AIM OF THE EXERCISE
Quote the records below word for word, starting at the line that contains "One point belongs to every instance of the mottled" and continuing through the end of the records, including both ends. Leave the pictures out of your answer.

DATA LINES

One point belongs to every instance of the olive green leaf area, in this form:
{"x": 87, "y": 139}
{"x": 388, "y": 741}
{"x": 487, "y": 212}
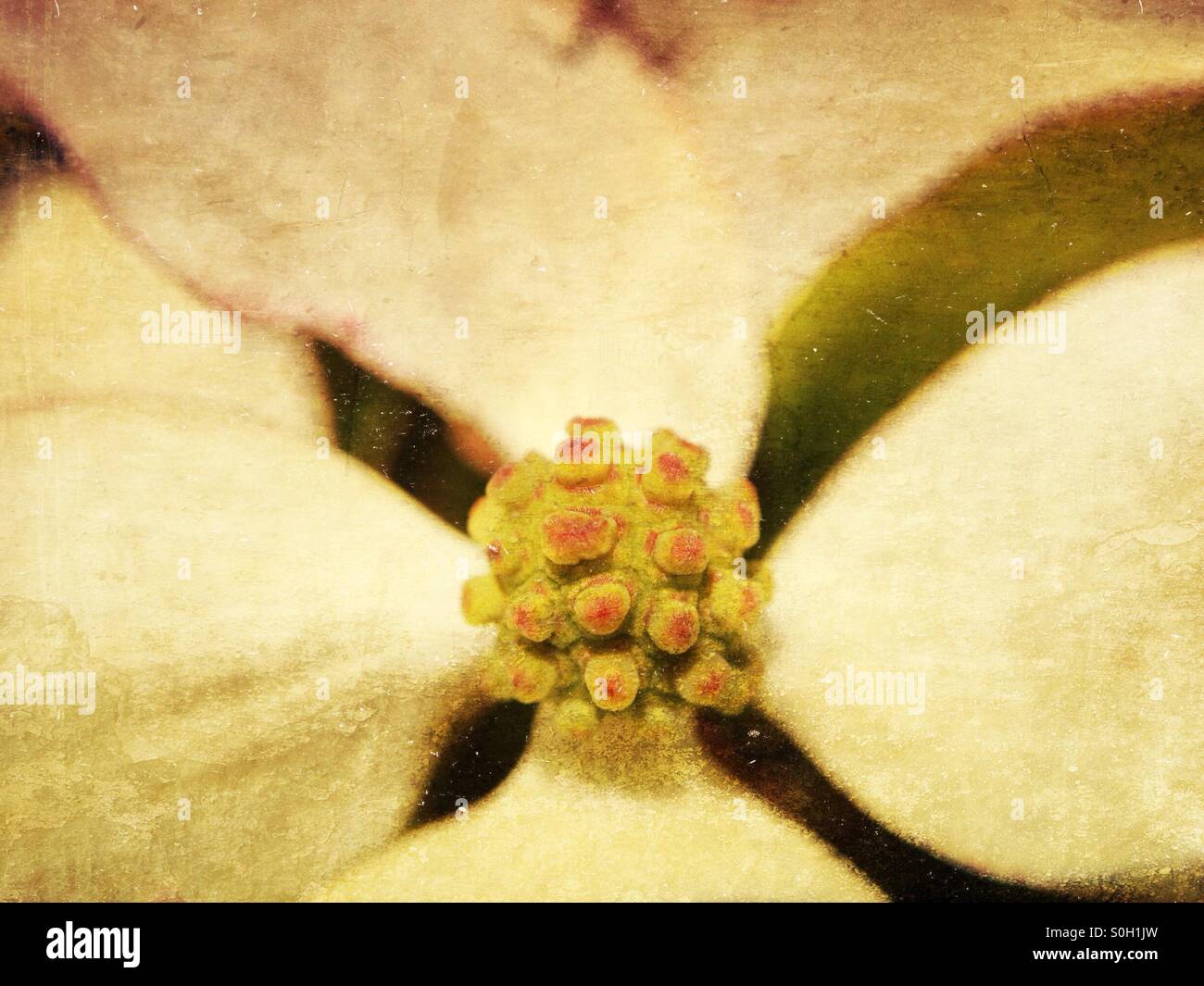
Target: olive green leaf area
{"x": 1066, "y": 197}
{"x": 398, "y": 436}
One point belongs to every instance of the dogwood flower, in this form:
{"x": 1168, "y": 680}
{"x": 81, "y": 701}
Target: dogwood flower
{"x": 276, "y": 631}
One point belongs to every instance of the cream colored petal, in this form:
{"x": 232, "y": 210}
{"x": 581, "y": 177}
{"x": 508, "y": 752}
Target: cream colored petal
{"x": 273, "y": 632}
{"x": 555, "y": 830}
{"x": 1023, "y": 540}
{"x": 543, "y": 247}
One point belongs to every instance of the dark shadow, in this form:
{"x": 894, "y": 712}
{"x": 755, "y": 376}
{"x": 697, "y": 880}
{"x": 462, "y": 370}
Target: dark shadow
{"x": 758, "y": 753}
{"x": 400, "y": 437}
{"x": 482, "y": 752}
{"x": 24, "y": 147}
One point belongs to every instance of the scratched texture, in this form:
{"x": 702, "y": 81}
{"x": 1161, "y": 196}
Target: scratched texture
{"x": 269, "y": 726}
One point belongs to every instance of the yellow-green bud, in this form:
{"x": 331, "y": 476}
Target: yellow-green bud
{"x": 608, "y": 583}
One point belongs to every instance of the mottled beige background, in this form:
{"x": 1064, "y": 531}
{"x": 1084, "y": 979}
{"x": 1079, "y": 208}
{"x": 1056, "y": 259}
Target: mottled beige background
{"x": 717, "y": 209}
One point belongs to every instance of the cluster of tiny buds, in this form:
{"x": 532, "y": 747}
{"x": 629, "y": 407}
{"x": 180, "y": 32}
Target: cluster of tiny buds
{"x": 617, "y": 589}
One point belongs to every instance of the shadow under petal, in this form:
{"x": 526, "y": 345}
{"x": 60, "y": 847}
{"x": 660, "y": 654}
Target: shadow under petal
{"x": 480, "y": 754}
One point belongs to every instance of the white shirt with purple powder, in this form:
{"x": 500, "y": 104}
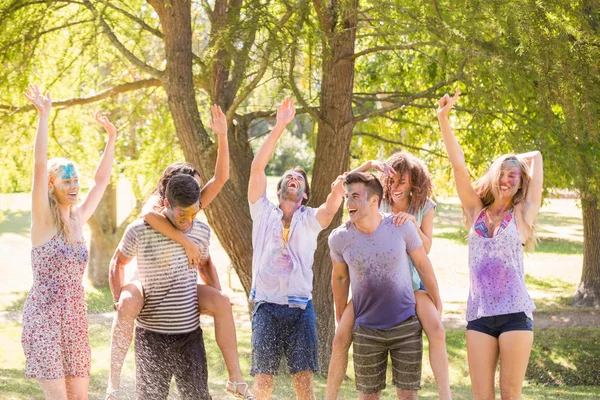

WRITTEN RESPONSE
One point belongs to every instance of the mottled beige background, in this form:
{"x": 1064, "y": 531}
{"x": 1084, "y": 979}
{"x": 1079, "y": 208}
{"x": 1056, "y": 259}
Target: mottled beige background
{"x": 717, "y": 209}
One point belongs to every instance of the cluster of tiny buds, in this form:
{"x": 532, "y": 747}
{"x": 629, "y": 407}
{"x": 180, "y": 32}
Target: cluster of tiny buds
{"x": 617, "y": 589}
One point belongs to every instance of the shadow under petal, in this form:
{"x": 526, "y": 345}
{"x": 60, "y": 847}
{"x": 660, "y": 654}
Target: shadow under petal
{"x": 480, "y": 754}
One point belongs to every instance of the white shirt with purple powder, in this form:
{"x": 500, "y": 104}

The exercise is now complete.